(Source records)
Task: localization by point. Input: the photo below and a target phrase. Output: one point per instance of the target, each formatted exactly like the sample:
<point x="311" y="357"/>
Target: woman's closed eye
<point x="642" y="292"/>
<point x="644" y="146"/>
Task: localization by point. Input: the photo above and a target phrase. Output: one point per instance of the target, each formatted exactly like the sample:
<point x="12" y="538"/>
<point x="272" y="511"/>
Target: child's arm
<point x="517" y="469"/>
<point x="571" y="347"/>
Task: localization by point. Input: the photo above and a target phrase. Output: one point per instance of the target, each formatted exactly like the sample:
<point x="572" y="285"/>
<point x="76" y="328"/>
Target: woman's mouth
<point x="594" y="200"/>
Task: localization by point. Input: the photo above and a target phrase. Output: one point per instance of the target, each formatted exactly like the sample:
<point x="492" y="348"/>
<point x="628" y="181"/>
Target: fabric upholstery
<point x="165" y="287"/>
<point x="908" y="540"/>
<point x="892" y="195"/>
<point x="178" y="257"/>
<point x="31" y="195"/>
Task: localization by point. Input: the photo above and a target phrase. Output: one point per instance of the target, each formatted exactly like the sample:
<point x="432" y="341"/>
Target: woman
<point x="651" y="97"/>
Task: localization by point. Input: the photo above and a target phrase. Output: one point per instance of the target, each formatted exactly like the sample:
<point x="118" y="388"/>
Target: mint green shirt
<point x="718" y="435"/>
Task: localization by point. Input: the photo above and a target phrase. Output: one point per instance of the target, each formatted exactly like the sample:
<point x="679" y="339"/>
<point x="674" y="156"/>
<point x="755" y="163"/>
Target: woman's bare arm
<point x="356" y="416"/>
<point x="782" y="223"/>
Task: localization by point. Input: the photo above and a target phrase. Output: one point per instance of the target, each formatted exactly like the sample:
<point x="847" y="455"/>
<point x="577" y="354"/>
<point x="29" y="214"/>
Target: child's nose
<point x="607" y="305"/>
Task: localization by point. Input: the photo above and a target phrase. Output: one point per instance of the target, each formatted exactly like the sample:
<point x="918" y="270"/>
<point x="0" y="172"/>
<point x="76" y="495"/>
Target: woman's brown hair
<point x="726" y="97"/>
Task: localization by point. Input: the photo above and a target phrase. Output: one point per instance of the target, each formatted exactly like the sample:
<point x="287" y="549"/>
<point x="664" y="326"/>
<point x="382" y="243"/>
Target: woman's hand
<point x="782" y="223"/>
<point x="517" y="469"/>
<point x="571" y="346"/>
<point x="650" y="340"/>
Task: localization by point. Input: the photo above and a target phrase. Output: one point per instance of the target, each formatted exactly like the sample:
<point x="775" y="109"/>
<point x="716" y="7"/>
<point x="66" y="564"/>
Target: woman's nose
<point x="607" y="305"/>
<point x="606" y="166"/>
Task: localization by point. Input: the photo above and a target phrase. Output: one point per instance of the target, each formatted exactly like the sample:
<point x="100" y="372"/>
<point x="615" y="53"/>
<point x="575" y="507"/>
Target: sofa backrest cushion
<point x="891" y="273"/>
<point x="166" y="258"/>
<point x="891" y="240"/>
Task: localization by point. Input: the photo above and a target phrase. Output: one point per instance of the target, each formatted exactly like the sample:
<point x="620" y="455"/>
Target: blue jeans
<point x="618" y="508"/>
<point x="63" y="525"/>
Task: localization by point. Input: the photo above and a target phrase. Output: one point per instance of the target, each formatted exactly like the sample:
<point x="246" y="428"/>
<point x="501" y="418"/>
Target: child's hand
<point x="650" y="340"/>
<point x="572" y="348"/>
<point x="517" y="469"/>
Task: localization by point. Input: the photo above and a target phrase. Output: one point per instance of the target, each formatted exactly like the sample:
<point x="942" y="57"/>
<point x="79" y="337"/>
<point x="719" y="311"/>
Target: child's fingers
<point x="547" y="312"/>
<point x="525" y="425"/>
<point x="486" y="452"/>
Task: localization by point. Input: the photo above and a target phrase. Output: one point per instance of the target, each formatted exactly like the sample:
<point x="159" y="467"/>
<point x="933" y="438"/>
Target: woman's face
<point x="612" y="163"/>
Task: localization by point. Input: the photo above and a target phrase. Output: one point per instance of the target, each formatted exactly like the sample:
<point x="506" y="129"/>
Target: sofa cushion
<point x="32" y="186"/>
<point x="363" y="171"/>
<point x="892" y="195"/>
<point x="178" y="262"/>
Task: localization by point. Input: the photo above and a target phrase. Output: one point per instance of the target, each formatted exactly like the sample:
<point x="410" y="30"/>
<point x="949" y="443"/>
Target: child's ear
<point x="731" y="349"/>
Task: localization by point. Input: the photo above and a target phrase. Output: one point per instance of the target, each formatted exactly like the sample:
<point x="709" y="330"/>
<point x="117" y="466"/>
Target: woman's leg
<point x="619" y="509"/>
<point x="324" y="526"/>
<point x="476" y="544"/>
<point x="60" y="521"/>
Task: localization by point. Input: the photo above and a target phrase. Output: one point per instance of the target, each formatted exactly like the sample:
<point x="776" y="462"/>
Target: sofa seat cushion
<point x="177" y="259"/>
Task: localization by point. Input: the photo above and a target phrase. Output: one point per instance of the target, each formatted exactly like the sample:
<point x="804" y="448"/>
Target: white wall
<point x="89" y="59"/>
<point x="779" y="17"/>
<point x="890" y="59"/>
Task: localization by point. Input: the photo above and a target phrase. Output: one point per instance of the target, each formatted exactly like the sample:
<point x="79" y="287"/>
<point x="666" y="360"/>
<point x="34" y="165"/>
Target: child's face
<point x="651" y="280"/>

### What you are asked to do
How many lines in the items above contain the string "sofa", with case counting? Reply with the number only.

### Finished task
3